Exercise directions:
Copy the listing below from its first line through the line containing "233, 242, 251, 304", both ends included, and leave out the pictures. Multiply every bounding-box coordinate in the answers by 0.8 and round to whole numbers, halves up, but keep the requests and their sample coordinates unchanged.

Material provided:
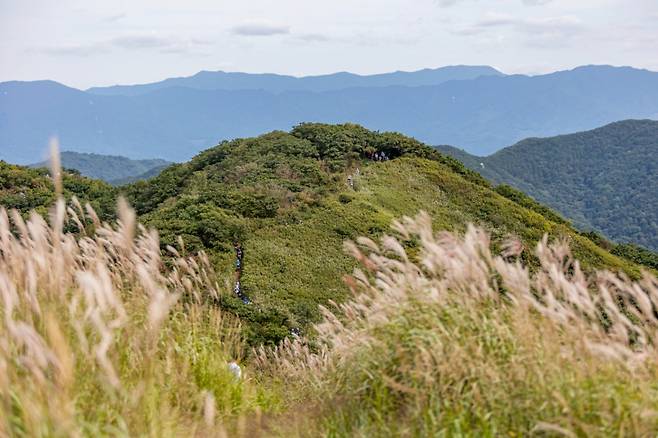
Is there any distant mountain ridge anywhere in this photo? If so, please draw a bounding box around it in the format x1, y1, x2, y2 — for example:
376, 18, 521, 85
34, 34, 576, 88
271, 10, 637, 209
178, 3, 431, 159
29, 151, 171, 183
0, 66, 658, 163
438, 120, 658, 251
87, 65, 503, 96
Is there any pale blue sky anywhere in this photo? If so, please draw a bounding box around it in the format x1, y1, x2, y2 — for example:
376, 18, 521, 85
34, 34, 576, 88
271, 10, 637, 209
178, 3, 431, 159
0, 0, 658, 88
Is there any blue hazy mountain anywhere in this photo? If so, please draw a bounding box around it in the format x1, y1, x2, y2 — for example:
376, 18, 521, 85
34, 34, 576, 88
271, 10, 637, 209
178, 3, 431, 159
438, 120, 658, 251
87, 65, 502, 96
0, 66, 658, 163
29, 151, 172, 183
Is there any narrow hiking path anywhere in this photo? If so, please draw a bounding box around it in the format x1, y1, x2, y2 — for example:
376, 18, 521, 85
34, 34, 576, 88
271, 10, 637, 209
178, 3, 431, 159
233, 242, 251, 304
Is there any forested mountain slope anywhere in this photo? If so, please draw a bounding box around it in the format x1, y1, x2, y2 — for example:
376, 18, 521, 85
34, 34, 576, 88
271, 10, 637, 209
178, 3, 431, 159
439, 120, 658, 251
116, 124, 638, 342
0, 66, 658, 163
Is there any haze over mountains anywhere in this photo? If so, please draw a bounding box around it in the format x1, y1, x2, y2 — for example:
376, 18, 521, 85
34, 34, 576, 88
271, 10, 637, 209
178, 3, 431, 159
0, 66, 658, 163
30, 151, 171, 183
439, 120, 658, 251
87, 65, 503, 96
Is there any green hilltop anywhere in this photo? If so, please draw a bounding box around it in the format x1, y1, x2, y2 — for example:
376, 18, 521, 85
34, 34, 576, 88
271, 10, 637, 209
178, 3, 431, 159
0, 123, 658, 345
115, 124, 639, 343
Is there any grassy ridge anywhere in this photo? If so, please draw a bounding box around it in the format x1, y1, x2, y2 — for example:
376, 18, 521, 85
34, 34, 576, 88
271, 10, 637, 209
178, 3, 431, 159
118, 124, 639, 343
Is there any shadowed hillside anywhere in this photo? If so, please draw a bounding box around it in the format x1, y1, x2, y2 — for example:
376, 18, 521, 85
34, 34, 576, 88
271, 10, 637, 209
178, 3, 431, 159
123, 124, 637, 341
439, 120, 658, 251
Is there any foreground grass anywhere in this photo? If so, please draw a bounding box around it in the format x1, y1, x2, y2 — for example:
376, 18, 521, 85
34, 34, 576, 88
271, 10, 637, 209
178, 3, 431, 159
258, 211, 658, 436
0, 201, 278, 437
0, 201, 658, 436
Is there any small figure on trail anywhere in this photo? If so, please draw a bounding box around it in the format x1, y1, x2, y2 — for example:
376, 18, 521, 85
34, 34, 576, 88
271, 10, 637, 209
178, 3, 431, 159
228, 360, 242, 381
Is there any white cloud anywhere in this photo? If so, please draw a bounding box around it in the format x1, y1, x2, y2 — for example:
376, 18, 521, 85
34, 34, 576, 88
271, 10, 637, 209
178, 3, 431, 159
522, 0, 553, 6
29, 34, 211, 57
231, 20, 290, 36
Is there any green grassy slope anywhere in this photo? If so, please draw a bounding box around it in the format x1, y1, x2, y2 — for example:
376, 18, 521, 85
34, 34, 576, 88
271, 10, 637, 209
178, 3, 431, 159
439, 120, 658, 251
124, 124, 638, 342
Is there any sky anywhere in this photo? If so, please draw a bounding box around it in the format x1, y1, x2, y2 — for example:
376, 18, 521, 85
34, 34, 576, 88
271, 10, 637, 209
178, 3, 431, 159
0, 0, 658, 89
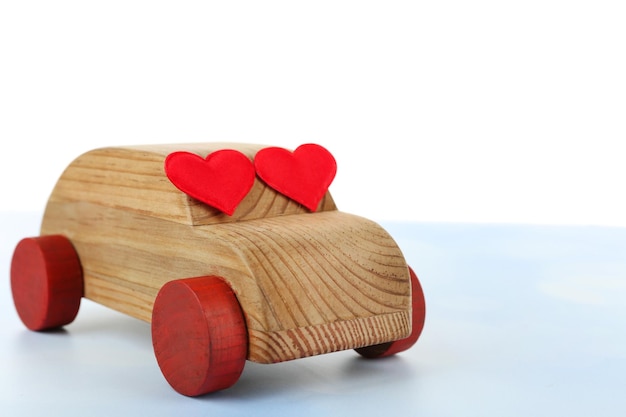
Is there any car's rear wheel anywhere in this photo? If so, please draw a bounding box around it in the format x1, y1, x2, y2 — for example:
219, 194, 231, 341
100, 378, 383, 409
11, 235, 83, 330
152, 277, 248, 396
355, 267, 426, 359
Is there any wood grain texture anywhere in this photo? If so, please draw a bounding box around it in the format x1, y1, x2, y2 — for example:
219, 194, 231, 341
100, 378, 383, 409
41, 144, 411, 363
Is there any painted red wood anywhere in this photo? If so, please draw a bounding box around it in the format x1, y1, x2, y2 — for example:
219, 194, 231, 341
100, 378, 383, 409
11, 235, 83, 330
355, 267, 426, 359
152, 277, 248, 396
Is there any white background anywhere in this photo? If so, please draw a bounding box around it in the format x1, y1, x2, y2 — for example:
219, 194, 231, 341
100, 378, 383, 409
0, 0, 626, 226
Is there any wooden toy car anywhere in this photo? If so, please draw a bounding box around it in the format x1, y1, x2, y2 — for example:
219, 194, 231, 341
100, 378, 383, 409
11, 143, 425, 396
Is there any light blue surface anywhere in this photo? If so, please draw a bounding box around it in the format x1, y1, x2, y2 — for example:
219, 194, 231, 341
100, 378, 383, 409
0, 213, 626, 417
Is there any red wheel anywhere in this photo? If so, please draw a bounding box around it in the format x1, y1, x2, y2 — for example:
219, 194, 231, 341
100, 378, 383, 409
11, 235, 83, 330
355, 267, 426, 359
152, 277, 248, 396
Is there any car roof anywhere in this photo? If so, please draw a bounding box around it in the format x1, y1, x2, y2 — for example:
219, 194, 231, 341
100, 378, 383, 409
50, 143, 337, 226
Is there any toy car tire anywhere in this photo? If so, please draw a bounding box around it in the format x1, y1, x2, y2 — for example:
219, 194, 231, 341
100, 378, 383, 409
152, 277, 248, 396
11, 235, 83, 331
355, 267, 426, 359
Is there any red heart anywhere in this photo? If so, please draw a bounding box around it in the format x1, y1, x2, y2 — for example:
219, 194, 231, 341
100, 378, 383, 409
165, 149, 255, 216
254, 144, 337, 211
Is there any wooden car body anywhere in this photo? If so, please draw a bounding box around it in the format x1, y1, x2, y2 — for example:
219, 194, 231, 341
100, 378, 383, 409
41, 143, 412, 363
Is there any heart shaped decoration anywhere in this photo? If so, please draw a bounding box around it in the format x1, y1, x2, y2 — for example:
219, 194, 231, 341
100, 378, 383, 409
254, 143, 337, 211
165, 149, 255, 216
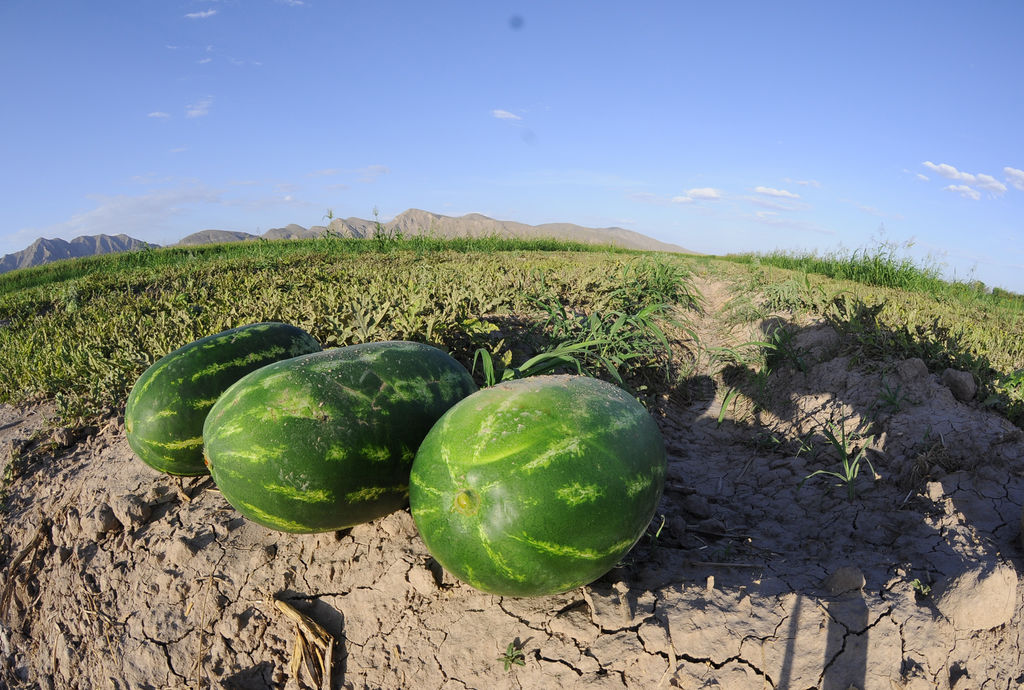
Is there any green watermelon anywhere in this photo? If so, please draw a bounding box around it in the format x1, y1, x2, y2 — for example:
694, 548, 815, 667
410, 376, 666, 597
125, 322, 321, 476
203, 341, 476, 532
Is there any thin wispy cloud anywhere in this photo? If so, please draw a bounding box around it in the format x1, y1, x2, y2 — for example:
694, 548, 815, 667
922, 161, 1007, 194
922, 161, 975, 184
26, 185, 221, 239
1002, 166, 1024, 191
754, 186, 800, 199
672, 187, 722, 204
942, 184, 981, 201
185, 96, 213, 118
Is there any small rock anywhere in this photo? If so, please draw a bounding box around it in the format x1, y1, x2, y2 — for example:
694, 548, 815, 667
942, 369, 978, 402
1020, 511, 1024, 549
82, 503, 121, 540
935, 563, 1017, 631
112, 493, 153, 531
407, 565, 437, 597
896, 357, 928, 384
681, 493, 711, 519
824, 565, 865, 595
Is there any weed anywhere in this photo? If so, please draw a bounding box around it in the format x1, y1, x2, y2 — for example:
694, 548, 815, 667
910, 577, 932, 597
498, 642, 526, 671
800, 413, 882, 501
764, 325, 807, 372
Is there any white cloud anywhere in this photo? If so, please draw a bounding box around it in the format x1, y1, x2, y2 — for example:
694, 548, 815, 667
922, 161, 1007, 194
185, 96, 213, 118
672, 187, 722, 204
686, 187, 722, 202
922, 161, 977, 184
977, 174, 1007, 196
942, 184, 981, 201
1002, 166, 1024, 191
14, 184, 220, 244
754, 186, 800, 199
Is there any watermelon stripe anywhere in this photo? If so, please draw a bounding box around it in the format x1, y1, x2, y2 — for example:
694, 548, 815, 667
237, 502, 306, 532
263, 483, 334, 504
555, 481, 604, 508
509, 534, 610, 561
476, 524, 526, 583
143, 436, 203, 450
520, 435, 583, 474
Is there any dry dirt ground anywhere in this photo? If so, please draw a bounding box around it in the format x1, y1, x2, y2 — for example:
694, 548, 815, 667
0, 284, 1024, 690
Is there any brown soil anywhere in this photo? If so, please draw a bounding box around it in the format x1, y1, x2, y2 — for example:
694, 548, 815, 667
0, 276, 1024, 690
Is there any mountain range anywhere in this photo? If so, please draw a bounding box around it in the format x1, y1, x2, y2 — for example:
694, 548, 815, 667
0, 209, 692, 273
0, 234, 159, 273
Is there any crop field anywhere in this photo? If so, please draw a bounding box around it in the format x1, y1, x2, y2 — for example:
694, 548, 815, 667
0, 235, 1024, 688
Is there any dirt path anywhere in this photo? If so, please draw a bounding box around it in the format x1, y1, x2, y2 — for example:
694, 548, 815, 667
0, 282, 1024, 690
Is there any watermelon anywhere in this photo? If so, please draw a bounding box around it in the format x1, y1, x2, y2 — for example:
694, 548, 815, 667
410, 376, 666, 597
125, 322, 321, 476
203, 341, 476, 532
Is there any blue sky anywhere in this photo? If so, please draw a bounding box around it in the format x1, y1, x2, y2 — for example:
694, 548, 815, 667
0, 0, 1024, 293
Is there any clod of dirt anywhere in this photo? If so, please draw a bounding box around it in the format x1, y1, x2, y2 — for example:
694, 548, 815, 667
941, 369, 978, 402
824, 565, 865, 595
935, 563, 1017, 631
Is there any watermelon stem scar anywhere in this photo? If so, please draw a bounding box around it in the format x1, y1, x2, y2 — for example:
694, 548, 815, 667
452, 488, 480, 515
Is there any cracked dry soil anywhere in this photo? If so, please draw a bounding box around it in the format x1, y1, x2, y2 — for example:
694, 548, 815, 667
0, 278, 1024, 690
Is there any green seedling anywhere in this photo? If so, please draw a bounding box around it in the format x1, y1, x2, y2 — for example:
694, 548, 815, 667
798, 421, 882, 501
498, 642, 526, 671
910, 577, 932, 597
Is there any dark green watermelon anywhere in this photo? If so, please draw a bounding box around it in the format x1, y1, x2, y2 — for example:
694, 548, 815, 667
203, 341, 476, 532
125, 322, 321, 476
410, 376, 666, 596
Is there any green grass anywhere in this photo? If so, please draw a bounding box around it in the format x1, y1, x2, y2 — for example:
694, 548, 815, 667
0, 234, 636, 295
0, 238, 690, 425
723, 243, 1024, 310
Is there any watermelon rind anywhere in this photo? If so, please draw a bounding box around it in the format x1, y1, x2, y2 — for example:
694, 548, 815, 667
410, 376, 666, 597
203, 341, 476, 533
125, 321, 321, 476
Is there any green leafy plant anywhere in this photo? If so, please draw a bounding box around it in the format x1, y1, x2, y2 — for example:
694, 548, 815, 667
498, 642, 526, 671
800, 420, 882, 501
910, 577, 932, 597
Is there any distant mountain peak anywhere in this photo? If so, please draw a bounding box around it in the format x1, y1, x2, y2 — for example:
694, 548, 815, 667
0, 209, 692, 273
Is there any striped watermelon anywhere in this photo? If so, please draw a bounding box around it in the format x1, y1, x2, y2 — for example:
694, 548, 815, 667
410, 376, 666, 596
203, 342, 476, 532
125, 322, 321, 476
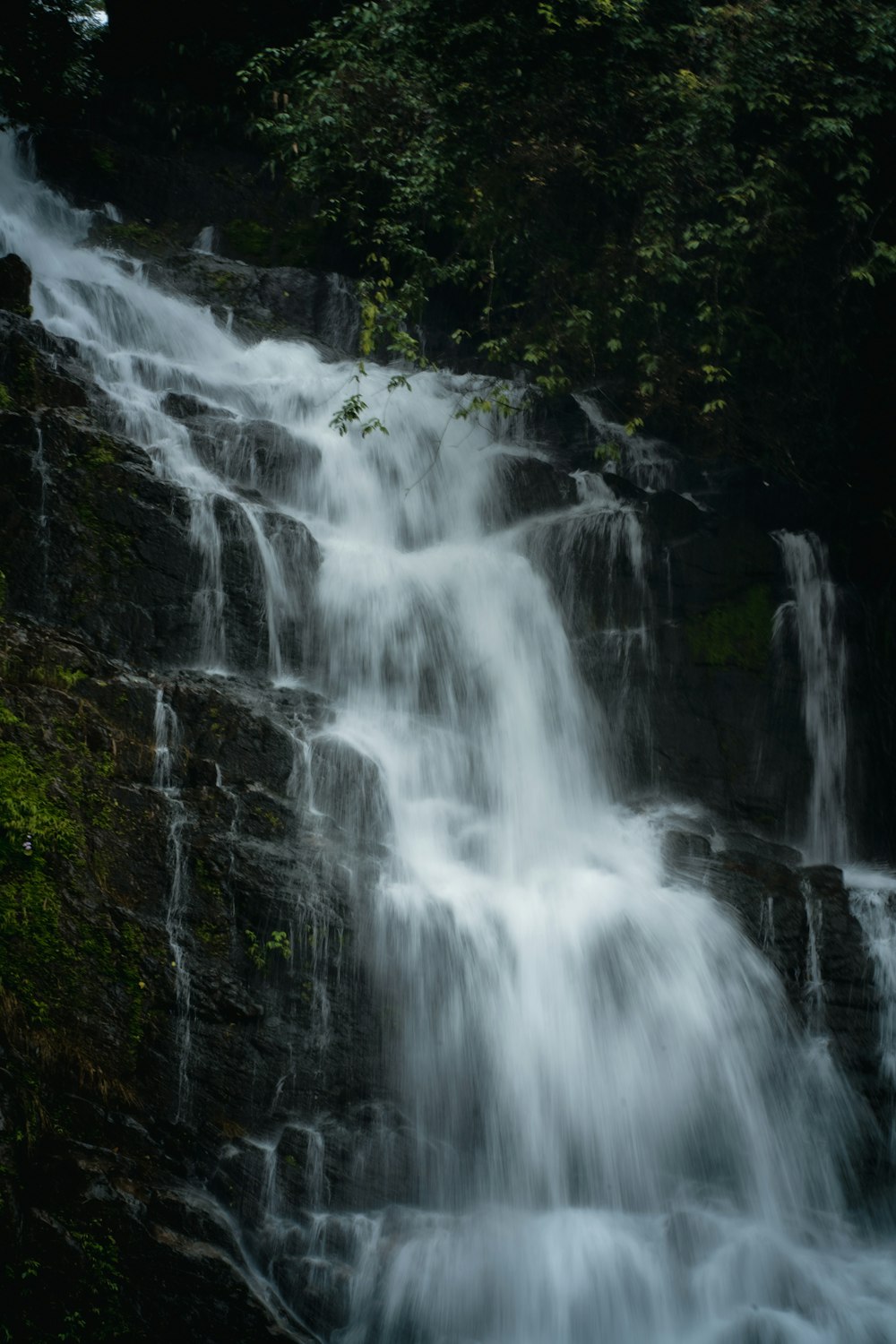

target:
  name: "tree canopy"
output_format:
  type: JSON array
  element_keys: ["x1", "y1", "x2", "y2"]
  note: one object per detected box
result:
[{"x1": 242, "y1": 0, "x2": 896, "y2": 468}]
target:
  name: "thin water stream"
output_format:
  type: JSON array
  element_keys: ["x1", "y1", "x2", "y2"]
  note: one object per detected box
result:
[{"x1": 0, "y1": 128, "x2": 896, "y2": 1344}]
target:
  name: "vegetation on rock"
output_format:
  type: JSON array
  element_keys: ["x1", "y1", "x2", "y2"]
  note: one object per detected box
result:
[{"x1": 243, "y1": 0, "x2": 896, "y2": 473}]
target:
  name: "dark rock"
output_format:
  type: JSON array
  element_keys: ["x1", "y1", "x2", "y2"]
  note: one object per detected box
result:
[
  {"x1": 501, "y1": 453, "x2": 576, "y2": 523},
  {"x1": 646, "y1": 491, "x2": 705, "y2": 546},
  {"x1": 0, "y1": 253, "x2": 30, "y2": 317},
  {"x1": 0, "y1": 312, "x2": 87, "y2": 413},
  {"x1": 161, "y1": 392, "x2": 235, "y2": 419}
]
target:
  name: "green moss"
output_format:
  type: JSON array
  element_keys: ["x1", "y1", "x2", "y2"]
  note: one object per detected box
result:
[
  {"x1": 90, "y1": 147, "x2": 116, "y2": 172},
  {"x1": 223, "y1": 220, "x2": 274, "y2": 261},
  {"x1": 686, "y1": 583, "x2": 775, "y2": 674},
  {"x1": 105, "y1": 220, "x2": 167, "y2": 247},
  {"x1": 0, "y1": 699, "x2": 143, "y2": 1090}
]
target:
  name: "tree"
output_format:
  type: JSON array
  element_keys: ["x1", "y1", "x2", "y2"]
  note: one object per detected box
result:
[{"x1": 242, "y1": 0, "x2": 896, "y2": 473}]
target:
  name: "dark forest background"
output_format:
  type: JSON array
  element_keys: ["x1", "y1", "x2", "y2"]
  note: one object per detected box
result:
[{"x1": 0, "y1": 0, "x2": 896, "y2": 513}]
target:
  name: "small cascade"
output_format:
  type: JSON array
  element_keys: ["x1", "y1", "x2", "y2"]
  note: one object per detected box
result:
[
  {"x1": 0, "y1": 134, "x2": 896, "y2": 1344},
  {"x1": 30, "y1": 425, "x2": 52, "y2": 604},
  {"x1": 524, "y1": 472, "x2": 656, "y2": 782},
  {"x1": 802, "y1": 881, "x2": 825, "y2": 1037},
  {"x1": 774, "y1": 532, "x2": 849, "y2": 863},
  {"x1": 575, "y1": 394, "x2": 676, "y2": 491},
  {"x1": 844, "y1": 868, "x2": 896, "y2": 1164},
  {"x1": 189, "y1": 225, "x2": 218, "y2": 255},
  {"x1": 153, "y1": 687, "x2": 192, "y2": 1124}
]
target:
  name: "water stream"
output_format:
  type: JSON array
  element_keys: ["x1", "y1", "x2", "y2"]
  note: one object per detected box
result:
[{"x1": 0, "y1": 140, "x2": 896, "y2": 1344}]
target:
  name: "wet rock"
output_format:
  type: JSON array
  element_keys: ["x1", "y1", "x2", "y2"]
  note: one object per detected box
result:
[
  {"x1": 0, "y1": 312, "x2": 89, "y2": 413},
  {"x1": 501, "y1": 453, "x2": 576, "y2": 523},
  {"x1": 0, "y1": 253, "x2": 30, "y2": 317},
  {"x1": 161, "y1": 392, "x2": 234, "y2": 421}
]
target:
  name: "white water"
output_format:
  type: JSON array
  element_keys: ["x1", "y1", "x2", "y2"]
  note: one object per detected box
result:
[
  {"x1": 844, "y1": 867, "x2": 896, "y2": 1163},
  {"x1": 153, "y1": 687, "x2": 192, "y2": 1121},
  {"x1": 775, "y1": 532, "x2": 849, "y2": 863},
  {"x1": 0, "y1": 134, "x2": 896, "y2": 1344}
]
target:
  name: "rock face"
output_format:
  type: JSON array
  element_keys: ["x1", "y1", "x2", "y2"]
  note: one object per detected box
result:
[{"x1": 0, "y1": 226, "x2": 891, "y2": 1344}]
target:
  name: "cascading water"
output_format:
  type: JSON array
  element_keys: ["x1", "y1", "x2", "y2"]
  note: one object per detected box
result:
[
  {"x1": 0, "y1": 142, "x2": 896, "y2": 1344},
  {"x1": 153, "y1": 687, "x2": 191, "y2": 1120}
]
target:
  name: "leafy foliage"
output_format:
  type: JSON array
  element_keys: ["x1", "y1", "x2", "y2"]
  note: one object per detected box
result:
[{"x1": 240, "y1": 0, "x2": 896, "y2": 462}]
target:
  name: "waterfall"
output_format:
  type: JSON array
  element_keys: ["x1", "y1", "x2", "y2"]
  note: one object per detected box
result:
[
  {"x1": 844, "y1": 868, "x2": 896, "y2": 1163},
  {"x1": 775, "y1": 532, "x2": 849, "y2": 863},
  {"x1": 153, "y1": 687, "x2": 192, "y2": 1121},
  {"x1": 0, "y1": 140, "x2": 896, "y2": 1344}
]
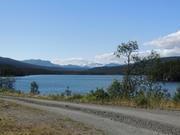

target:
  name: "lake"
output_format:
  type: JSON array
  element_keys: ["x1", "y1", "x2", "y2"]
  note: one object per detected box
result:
[{"x1": 15, "y1": 75, "x2": 180, "y2": 95}]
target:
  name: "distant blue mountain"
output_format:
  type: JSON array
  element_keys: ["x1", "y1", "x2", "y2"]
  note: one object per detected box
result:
[
  {"x1": 23, "y1": 59, "x2": 120, "y2": 70},
  {"x1": 22, "y1": 59, "x2": 59, "y2": 67},
  {"x1": 22, "y1": 59, "x2": 89, "y2": 70}
]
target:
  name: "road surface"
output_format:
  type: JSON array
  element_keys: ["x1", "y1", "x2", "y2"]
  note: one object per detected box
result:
[{"x1": 0, "y1": 96, "x2": 180, "y2": 135}]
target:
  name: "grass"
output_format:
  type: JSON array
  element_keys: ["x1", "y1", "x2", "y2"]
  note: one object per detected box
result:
[
  {"x1": 0, "y1": 88, "x2": 180, "y2": 111},
  {"x1": 0, "y1": 100, "x2": 103, "y2": 135}
]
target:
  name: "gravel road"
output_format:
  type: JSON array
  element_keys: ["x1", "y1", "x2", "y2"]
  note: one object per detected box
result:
[{"x1": 0, "y1": 96, "x2": 180, "y2": 135}]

The output:
Is there any distant mountain ridge anywhere in this photo? If so, please draw a bounding box around it in the format x1, y1, x2, y2 — for example:
376, 18, 521, 85
34, 34, 576, 88
271, 10, 637, 209
178, 3, 431, 159
23, 121, 137, 146
0, 53, 526, 130
350, 96, 526, 201
70, 52, 402, 77
Is there any pale blue sky anywhere in this photo? If so, please draw a bounding box around it in the format x1, y1, x2, y2 — for example:
376, 18, 521, 85
34, 34, 576, 88
271, 10, 637, 209
178, 3, 431, 159
0, 0, 526, 70
Is there any blue hazy mountain anywhere in this photo? If so, please draw a bounding box around it in the format x1, y1, x2, y2 — for example:
376, 18, 521, 85
34, 34, 576, 88
271, 10, 637, 209
178, 3, 431, 159
350, 96, 526, 201
70, 52, 402, 77
0, 53, 526, 130
23, 121, 138, 146
Is there any narrow hiking path anywhere in this photo? If so, please draw a bounding box around it in the format x1, y1, x2, y2 — for example:
376, 18, 521, 85
34, 34, 576, 88
271, 10, 637, 209
178, 3, 431, 159
186, 194, 201, 243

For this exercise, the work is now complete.